» DATA SECTION
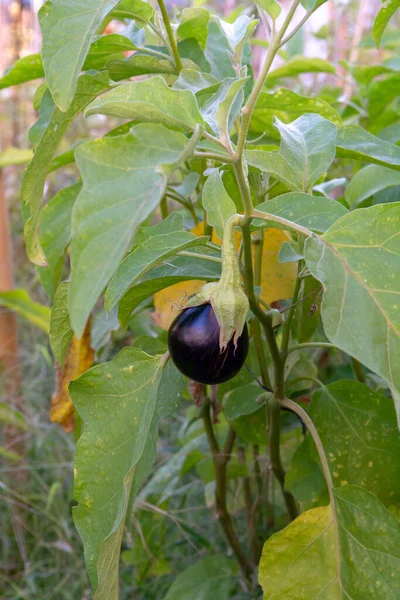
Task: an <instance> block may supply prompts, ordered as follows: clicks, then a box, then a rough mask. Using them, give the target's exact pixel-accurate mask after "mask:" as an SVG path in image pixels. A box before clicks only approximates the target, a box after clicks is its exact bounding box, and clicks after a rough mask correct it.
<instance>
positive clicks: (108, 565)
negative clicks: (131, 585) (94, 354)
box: [70, 348, 164, 600]
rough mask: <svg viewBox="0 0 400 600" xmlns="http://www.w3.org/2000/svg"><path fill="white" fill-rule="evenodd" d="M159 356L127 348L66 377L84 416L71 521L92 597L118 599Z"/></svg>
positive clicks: (75, 482) (152, 415) (78, 407)
mask: <svg viewBox="0 0 400 600" xmlns="http://www.w3.org/2000/svg"><path fill="white" fill-rule="evenodd" d="M163 360H164V359H163V357H162V356H155V357H151V356H149V355H148V354H145V353H144V352H142V351H141V350H139V349H136V348H126V349H124V350H122V352H120V354H118V356H117V357H116V358H115V359H114V360H112V361H111V362H109V363H105V364H102V365H99V366H97V367H93V368H92V369H89V371H86V373H84V374H83V375H81V376H80V377H79V378H78V379H77V380H75V381H73V382H72V383H71V384H70V393H71V397H72V400H73V402H74V405H75V407H76V409H77V410H78V412H79V415H80V416H81V418H82V420H83V422H84V430H83V433H82V436H81V437H80V439H79V442H78V444H77V449H76V455H75V485H74V499H75V500H76V501H77V502H78V506H77V507H76V508H75V509H74V520H75V524H76V526H77V529H78V531H79V533H80V535H81V537H82V539H83V542H84V546H85V559H86V564H87V569H88V573H89V577H90V580H91V582H92V585H93V587H94V589H95V590H96V591H95V598H96V600H117V598H118V560H119V551H120V545H121V538H122V533H123V526H124V521H125V515H126V510H127V507H128V501H129V494H130V489H131V487H132V483H133V480H134V478H135V465H136V464H137V463H138V461H139V460H140V458H141V457H142V455H143V451H144V449H145V446H146V442H147V438H148V435H149V431H150V428H151V424H152V420H153V418H154V414H155V410H156V400H157V390H158V386H159V382H160V378H161V371H162V364H163Z"/></svg>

» PROBLEM DESCRIPTION
Collect the complete line wherever the string "instance" appears in the records.

» TASK SOLUTION
Task: an <instance> block may supply prompts, ordered as follows: clicks, then a box, then a rough mask. Using them, give the target's exact pixel-accurate mask after "mask:" as an SVG path in image pixels. A box before clicks only approximates the target, a box after clicks is its exact bounding box, and clicks after a rough mask correct it.
<instance>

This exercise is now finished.